>> Begin Extract provided
Amos Fortune (At-mun)

Amos Fortune is the protagonist of the biographical novel Amos Fortune, Free Man. While Fortune was a real historical person (c. 1710-1801), Yates’s account relies heavily on her own imagination due to the scarcity of historical records about Fortune. In the novel, Fortune is born prince At-mun of the (fictional) At-mun-shi people in an unspecified African village. He is captured at the age of 15 and brought via the Middle Passage to be enslaved in Boston. Throughout his enslavement in New England, he becomes a tradesman, enabling him to be a professional tanner when he is finally manumitted around the age of 60. He marries several times but ultimately settles down with his third wife, Violet, and her daughter Celyndia, in a town called Jaffrey. 

Throughout his life, Fortune is characterized as a picture of extreme good character. He is frequently generous; when George the cobbler says he has no more money, Fortune gives him back some of the money he paid him (88). He regularly spends his savings to help others, such as when he purchases the freedom of each of his wives and buys Polly Burdoo at the vendue. In these transactions, he maintains his respect for humanity: “Amos had no other thought than to pay the full price. He would not bargain over human flesh nor was it for him to question Mr. Bowers’ decision” (79).

Fortune’s name also holds significance. The narrative tells us that Fortune gains his last name through being nicknamed “Fortunatus” because he is so lucky. This reinforces the novel’s argument that slavery can be a benevolent institution; his enslavers, Copeland and Richardson, are characterized as kind and reasonable enslavers, hence Fortune’s good fortune. The name “Amos” is interpreted by the narrative as an Anglicization of his birth name, “At-mun.” Historically, there is no mention of Fortune’s name or origin before he came to the United States, so Fortune’s African backstory is Yates’s invention.
>> End Extract provided
>> Begin Material provided
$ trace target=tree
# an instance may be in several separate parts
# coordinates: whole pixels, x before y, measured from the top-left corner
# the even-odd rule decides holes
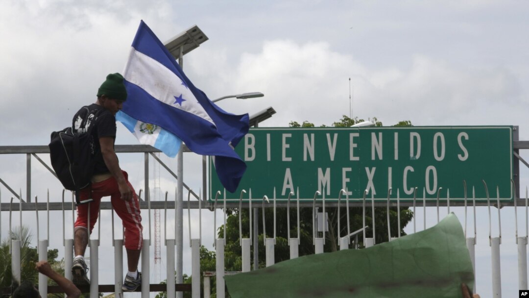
>> End Material provided
• **Given task 1**
In the Amos Fortune character profile, what is the name of the town where he settles with his third wife and her daughter?
• **Given task 2**
Extend the Amos Fortune character profile with one more paragraph that follows its last sentence.

• **Exercise response 1**
Jaffrey.

• **Exercise response 2**
Amos is a name from the Old Testament of the Judeo-Christian Bible referring to the Hebrew prophet of the same name. Though Fortune’s namesake ties him to his Christian faith, there is incredible irony in the difference between the two men when looking specifically at Yates’s fictional interpretation of Amos Fortune: While the prophet Amos was “a prophet of doom” who “foretold the destruction of the northern kingdom of Israel” (“Amos,” Encyclopedia Britannica), Yates’s Amos is unyieldingly optimistic. Further, the prophet Amos “believed that God’s absolute sovereignty over man compelled social justice for all men, rich and poor alike” (Britannica); Yates’s Amos approaches social justice with an individualist attitude, doing what little he can but discouraging active challenges to the unjust order that keeps him and his fellow Black people enslaved.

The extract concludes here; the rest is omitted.